··· Text for analysis ···
Geneva - Coordinated international action is urgently needed to prevent rising food
prices from hurting tens of millions of people over the coming months, the heads
of the three United Nations food and agricultural agencies said in a joint
statement.
“The current situation in world food markets, characterized by sharp increases
in maize, wheat and soybean prices, has raised fears of a repeat of the
2007-2008 world food crisis. But swift, coordinated international action can
stop that from happening,” the UN Food and Agriculture Organization’s (FAO)
Director-General, José Graziano da Silva, the UN World Food Programme’s (WFP)
Executive Director, Ertharin Cousins, and the President of the International
Fund for Agricultural Development (IFAD), Kanayo F. Nwanze, said in the release.
The UN officials stressed that to prevent a food crisis it is necessary to
address both immediate and long-term issues. In the short-term, they stated that
there must be a coordinated response by food producers to deal with spikes in
food prices, and an improvement in the transparency of global markets.
“Countries must avoid panic buying and refrain from imposing export restrictions
which, while temporarily helping some consumers at home, are generally
inefficient and make life difficult for everyone else,” the officials stated.
“Above all, however, we must understand that high food prices are a symptom, and
not the disease. So while the international community must take early action to
prevent excessive price increases, it should also move to act on the root causes
behind such surges.”
··· Given records ···
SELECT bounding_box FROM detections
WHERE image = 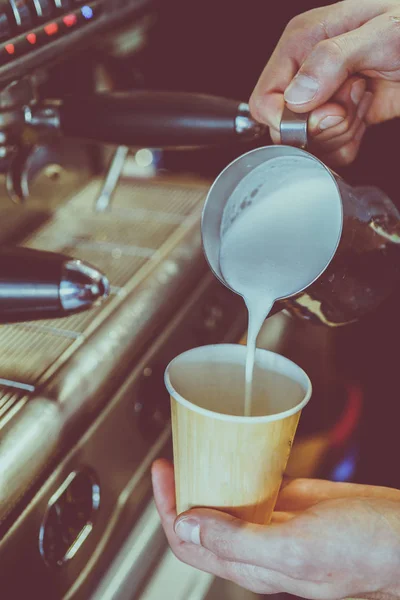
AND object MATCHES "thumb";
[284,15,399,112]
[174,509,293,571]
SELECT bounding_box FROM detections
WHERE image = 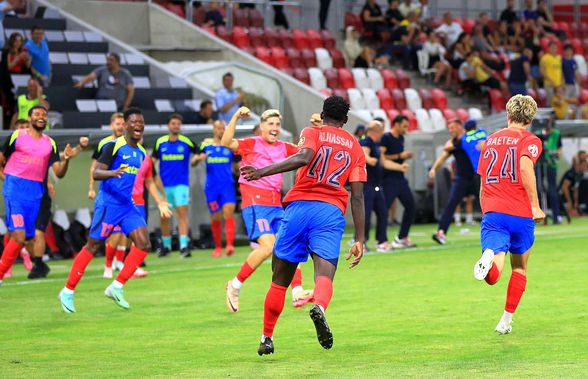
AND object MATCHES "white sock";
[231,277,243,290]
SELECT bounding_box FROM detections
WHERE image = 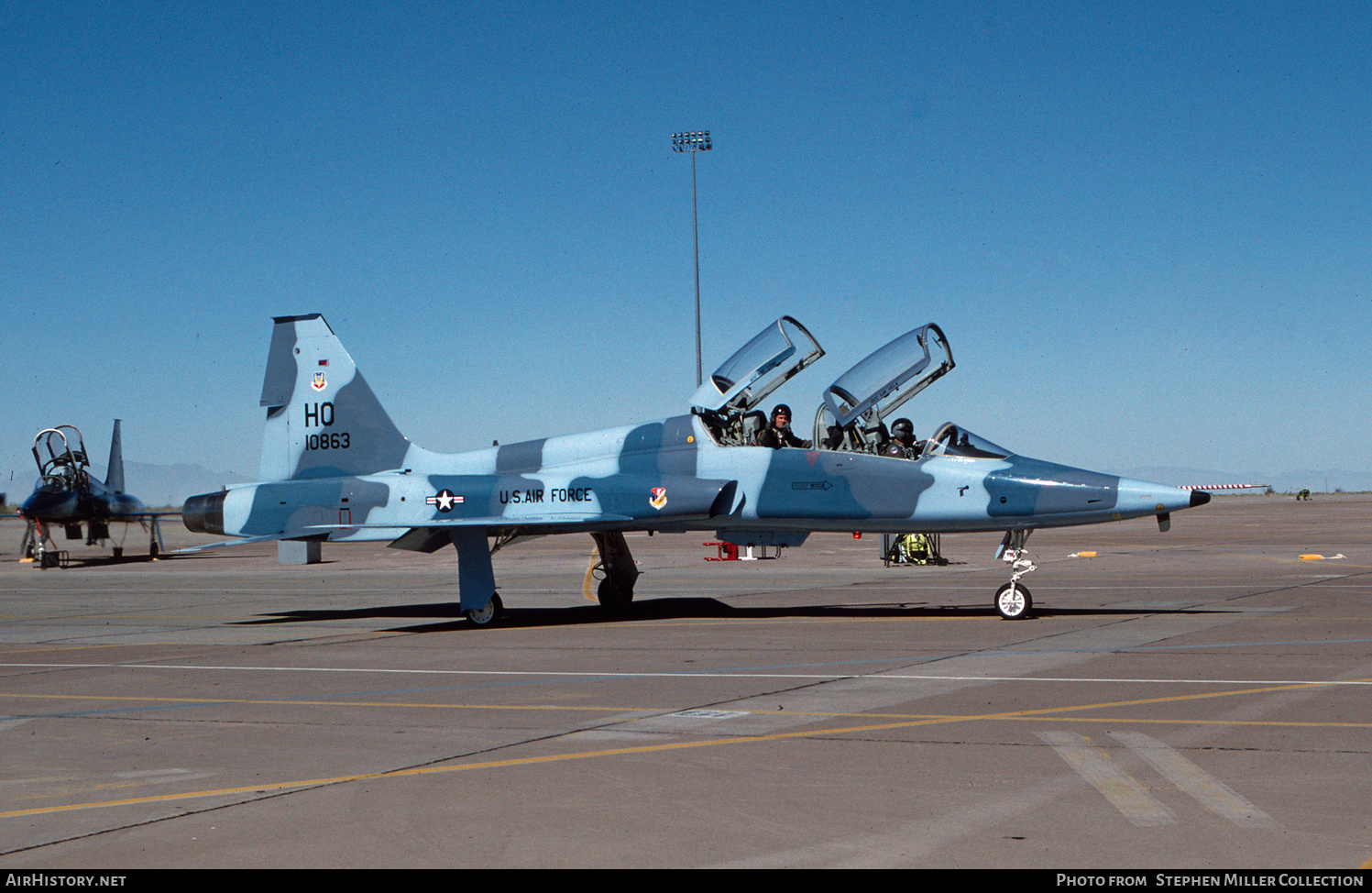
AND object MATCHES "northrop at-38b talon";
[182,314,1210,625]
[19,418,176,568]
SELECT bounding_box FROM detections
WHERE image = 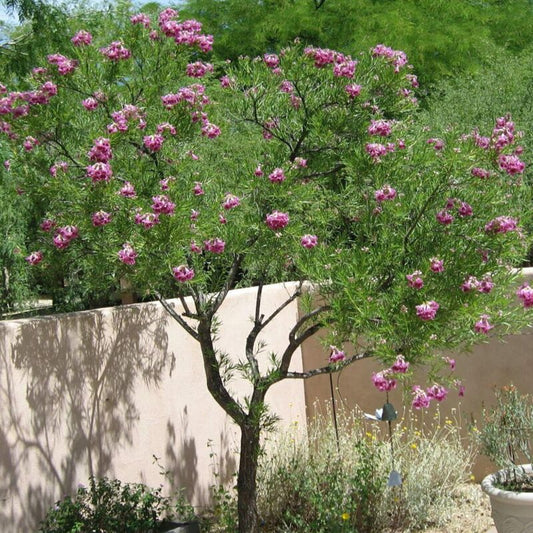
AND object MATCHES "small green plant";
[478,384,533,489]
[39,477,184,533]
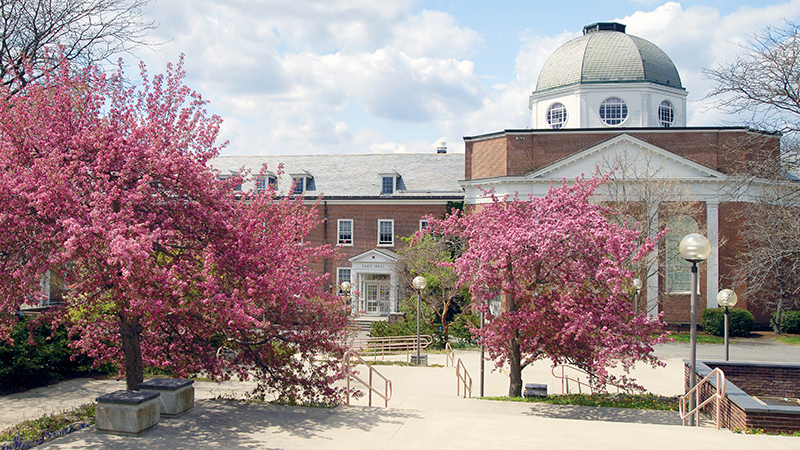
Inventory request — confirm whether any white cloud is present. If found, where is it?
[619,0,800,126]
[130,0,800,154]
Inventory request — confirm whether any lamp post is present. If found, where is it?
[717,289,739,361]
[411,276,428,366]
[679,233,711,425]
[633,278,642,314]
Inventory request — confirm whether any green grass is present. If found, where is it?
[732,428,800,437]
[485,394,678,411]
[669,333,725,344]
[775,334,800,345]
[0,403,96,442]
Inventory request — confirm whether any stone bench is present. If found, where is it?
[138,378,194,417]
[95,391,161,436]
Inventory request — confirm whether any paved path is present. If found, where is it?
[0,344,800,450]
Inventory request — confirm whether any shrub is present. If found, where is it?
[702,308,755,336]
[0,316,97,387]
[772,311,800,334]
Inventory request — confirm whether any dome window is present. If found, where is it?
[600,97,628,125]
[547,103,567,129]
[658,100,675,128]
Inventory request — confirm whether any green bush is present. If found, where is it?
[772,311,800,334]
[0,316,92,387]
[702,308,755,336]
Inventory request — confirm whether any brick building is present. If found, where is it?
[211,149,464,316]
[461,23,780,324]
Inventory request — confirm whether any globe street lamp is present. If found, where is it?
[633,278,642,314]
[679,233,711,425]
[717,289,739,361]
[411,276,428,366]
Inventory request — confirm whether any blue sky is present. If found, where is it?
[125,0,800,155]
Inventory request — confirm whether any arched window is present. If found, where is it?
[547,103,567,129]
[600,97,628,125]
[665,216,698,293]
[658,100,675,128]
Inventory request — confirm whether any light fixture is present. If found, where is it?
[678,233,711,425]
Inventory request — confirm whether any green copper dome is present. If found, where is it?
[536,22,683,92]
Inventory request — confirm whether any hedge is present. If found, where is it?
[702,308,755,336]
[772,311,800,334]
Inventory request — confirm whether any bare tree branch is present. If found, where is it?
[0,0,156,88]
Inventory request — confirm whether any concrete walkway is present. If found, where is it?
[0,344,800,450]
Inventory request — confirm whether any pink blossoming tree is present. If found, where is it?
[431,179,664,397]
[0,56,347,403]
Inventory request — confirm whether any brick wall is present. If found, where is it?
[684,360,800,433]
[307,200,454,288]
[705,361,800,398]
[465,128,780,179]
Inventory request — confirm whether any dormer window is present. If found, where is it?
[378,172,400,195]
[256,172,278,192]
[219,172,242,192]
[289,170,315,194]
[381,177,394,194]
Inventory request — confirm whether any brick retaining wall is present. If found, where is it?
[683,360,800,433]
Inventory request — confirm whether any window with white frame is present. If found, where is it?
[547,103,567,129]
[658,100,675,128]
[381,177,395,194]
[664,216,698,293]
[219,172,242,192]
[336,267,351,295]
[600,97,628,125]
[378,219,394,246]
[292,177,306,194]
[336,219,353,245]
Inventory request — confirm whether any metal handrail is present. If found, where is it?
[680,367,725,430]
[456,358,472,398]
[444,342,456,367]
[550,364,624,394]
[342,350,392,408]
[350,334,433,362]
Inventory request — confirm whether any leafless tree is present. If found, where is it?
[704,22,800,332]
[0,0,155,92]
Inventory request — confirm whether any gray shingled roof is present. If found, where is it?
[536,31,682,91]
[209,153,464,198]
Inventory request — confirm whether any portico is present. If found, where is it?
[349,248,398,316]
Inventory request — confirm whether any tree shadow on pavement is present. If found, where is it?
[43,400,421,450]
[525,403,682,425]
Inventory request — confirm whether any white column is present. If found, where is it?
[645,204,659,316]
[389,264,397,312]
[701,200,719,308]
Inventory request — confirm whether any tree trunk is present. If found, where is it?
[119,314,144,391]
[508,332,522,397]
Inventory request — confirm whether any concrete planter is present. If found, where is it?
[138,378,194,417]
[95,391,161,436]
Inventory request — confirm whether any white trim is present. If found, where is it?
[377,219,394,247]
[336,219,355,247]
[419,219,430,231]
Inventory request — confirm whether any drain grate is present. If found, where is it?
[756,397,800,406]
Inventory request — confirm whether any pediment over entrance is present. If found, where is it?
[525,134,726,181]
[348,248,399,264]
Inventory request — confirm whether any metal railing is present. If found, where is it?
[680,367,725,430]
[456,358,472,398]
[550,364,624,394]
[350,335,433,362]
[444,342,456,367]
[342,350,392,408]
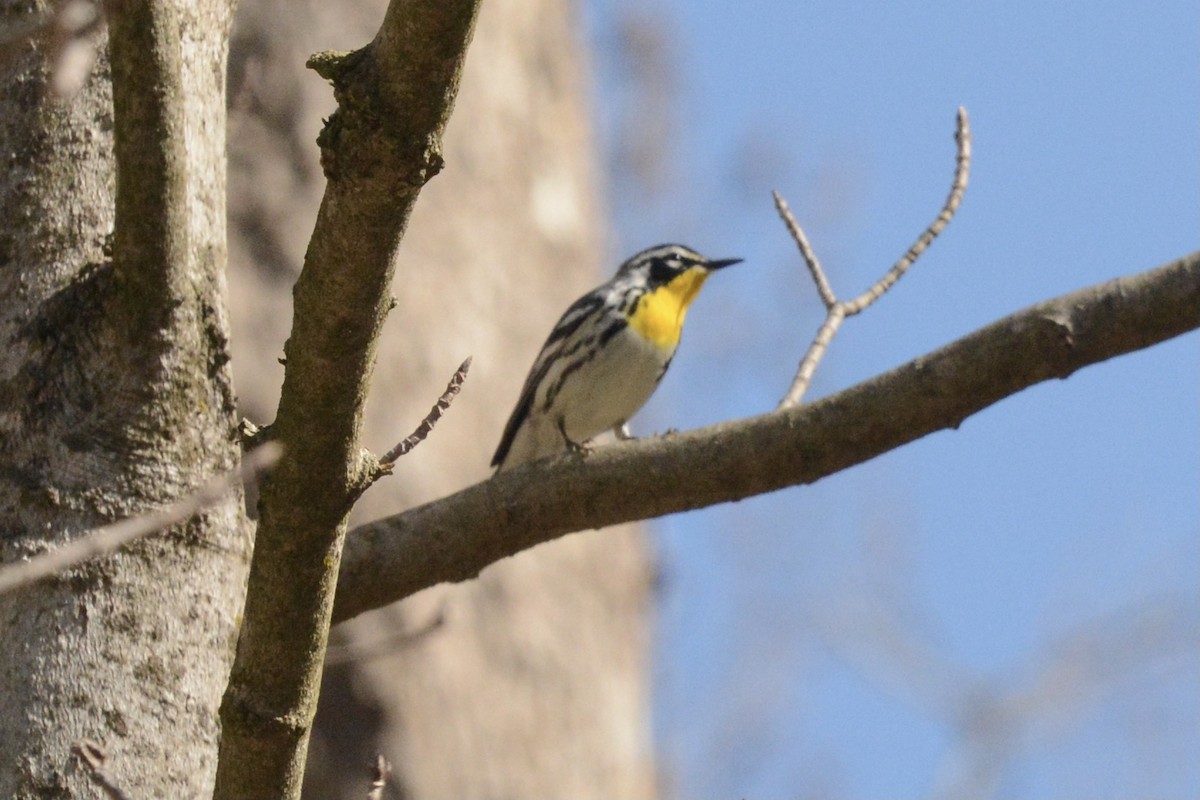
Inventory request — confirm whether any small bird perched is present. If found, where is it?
···
## Task directions
In the text about rising food prices, which crops does the joint statement name as having sharp price increases?

## Response to this exercise
Maize, wheat and soybeans.